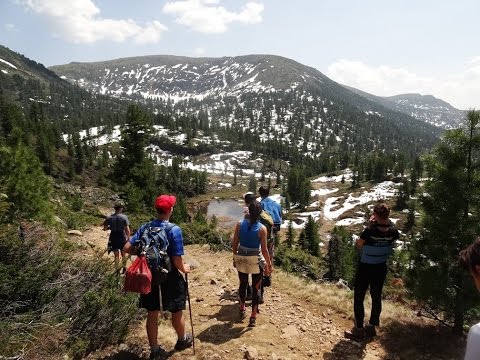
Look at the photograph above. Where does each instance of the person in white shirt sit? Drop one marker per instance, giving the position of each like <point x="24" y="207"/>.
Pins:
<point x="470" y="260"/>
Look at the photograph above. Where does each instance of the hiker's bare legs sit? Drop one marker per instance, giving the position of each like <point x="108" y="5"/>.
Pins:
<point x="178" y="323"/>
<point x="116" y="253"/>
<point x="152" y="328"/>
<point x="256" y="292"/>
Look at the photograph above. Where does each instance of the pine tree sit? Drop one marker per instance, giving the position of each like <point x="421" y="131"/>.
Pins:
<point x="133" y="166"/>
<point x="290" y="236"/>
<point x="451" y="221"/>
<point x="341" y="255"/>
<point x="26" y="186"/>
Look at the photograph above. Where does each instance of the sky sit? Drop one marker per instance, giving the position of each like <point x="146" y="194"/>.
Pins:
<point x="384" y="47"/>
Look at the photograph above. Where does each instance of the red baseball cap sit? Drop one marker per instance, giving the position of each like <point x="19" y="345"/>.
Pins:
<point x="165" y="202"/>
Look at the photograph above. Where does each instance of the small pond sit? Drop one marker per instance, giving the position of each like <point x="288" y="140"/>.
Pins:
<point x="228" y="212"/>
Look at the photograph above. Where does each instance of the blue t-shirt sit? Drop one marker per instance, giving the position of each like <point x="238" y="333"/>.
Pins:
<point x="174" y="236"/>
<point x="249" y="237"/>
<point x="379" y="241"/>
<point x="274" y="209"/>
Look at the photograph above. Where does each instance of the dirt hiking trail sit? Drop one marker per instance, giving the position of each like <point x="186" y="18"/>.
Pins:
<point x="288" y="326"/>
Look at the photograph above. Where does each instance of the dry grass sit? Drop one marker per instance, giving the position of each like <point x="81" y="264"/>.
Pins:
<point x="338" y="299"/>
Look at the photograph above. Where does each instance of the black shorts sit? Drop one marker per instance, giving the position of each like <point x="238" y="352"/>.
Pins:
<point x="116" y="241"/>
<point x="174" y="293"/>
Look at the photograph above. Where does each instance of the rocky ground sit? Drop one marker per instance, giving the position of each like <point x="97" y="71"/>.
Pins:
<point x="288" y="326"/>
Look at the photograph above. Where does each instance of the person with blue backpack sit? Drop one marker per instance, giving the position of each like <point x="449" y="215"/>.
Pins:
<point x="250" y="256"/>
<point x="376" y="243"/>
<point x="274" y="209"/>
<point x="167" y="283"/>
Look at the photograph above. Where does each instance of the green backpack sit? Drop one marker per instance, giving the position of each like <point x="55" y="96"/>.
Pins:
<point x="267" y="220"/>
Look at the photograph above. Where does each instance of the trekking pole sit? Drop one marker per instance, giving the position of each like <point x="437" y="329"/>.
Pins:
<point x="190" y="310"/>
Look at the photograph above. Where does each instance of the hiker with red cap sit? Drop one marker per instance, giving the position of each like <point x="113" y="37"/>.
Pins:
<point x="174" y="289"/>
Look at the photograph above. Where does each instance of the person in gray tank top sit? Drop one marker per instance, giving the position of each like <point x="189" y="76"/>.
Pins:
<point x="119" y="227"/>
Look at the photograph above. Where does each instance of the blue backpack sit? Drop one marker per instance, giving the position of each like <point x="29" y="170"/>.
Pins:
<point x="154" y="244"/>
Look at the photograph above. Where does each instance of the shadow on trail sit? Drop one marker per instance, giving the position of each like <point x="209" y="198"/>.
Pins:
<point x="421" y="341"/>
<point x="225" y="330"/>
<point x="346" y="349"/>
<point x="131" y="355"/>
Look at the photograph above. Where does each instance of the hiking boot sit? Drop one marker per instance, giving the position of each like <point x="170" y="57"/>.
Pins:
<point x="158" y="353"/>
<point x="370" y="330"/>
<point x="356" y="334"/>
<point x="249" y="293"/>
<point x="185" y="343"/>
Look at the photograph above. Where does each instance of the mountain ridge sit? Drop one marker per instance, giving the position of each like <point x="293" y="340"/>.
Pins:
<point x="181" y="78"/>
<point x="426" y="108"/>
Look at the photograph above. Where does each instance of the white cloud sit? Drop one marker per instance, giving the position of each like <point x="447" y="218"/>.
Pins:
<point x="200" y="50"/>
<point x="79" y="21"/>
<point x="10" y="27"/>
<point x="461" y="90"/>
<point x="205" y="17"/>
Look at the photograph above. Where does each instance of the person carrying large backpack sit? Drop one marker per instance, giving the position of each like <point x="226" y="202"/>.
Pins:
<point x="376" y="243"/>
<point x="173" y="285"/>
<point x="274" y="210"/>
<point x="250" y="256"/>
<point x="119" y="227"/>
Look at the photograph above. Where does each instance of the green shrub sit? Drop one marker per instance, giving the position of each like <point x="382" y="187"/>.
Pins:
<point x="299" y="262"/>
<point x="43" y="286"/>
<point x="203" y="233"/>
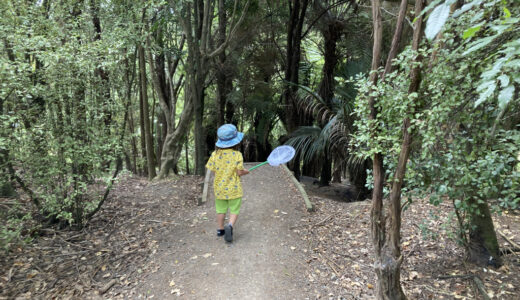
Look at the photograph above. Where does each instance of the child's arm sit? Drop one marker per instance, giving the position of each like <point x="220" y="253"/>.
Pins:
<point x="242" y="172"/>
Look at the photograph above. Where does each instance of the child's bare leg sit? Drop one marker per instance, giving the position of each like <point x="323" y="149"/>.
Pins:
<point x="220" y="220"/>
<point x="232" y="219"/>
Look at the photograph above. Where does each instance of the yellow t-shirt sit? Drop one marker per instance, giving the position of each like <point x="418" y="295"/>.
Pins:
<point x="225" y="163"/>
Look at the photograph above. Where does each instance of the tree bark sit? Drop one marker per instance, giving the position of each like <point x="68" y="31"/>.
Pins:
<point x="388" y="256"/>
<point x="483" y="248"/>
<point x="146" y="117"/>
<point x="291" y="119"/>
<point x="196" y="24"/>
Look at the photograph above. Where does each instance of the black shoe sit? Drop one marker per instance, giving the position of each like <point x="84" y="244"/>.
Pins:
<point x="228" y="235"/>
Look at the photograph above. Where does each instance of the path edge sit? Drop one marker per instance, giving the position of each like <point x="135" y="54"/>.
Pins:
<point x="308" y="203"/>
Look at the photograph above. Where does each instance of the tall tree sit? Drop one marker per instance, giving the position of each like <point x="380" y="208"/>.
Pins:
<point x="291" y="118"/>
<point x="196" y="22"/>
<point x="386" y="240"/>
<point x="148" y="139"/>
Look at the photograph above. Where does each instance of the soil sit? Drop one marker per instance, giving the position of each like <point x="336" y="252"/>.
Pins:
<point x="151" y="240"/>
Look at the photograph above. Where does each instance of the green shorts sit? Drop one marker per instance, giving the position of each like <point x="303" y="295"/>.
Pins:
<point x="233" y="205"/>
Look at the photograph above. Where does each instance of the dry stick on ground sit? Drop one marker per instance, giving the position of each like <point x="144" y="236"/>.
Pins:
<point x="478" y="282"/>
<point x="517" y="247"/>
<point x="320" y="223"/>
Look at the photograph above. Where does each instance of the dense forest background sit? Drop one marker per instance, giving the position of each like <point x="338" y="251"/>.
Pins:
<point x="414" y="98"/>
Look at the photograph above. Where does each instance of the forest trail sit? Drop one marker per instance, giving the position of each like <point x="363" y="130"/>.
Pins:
___
**Task**
Reproduce the data from the line containing "the black shoe" down through the end of the data, keeping every line, requests included. Shift each x and y coordinate in the answers up by 106, and leave the sample coordinates in the requests unchanged.

**Full response**
Look at the photograph above. Where does each instance of the black shoe sit? Drop one marker per instance, giving the position of each like <point x="84" y="244"/>.
Pins:
<point x="334" y="341"/>
Look at the photograph above. Where does each instance of the path edge sit? Drop one marker per instance, giving the position of each like <point x="135" y="54"/>.
Pins:
<point x="414" y="309"/>
Look at the photograph above. Where does each instance of the tall tree sit? Drop one marker per instance, giving the position of each like <point x="380" y="208"/>.
Pins:
<point x="397" y="224"/>
<point x="302" y="128"/>
<point x="492" y="346"/>
<point x="254" y="245"/>
Look at the photograph above. Where does each instance of the soil sit? Drop one marker per instance, giving the position of each like <point x="336" y="252"/>.
Pins:
<point x="257" y="346"/>
Look at the photograph above. Where does each instance of the green shorts sit? Drop one marker per instance, giving the position of each like <point x="303" y="295"/>.
Pins:
<point x="339" y="311"/>
Look at the photograph above. Where does each instance of the dry stick on ground sit? Drop one marker per instance, giving the position of each like <point x="144" y="236"/>.
Pins:
<point x="584" y="388"/>
<point x="623" y="353"/>
<point x="426" y="329"/>
Look at the photograph above. Where does each instance of the dense forest background sit? Drop one marker per instance, giving the position of each like <point x="338" y="251"/>.
Pins:
<point x="520" y="204"/>
Look at the photograph above. Where does each instance of the forest trail sit? Drop one marker per instance, giving the position of each like <point x="363" y="130"/>.
Pins:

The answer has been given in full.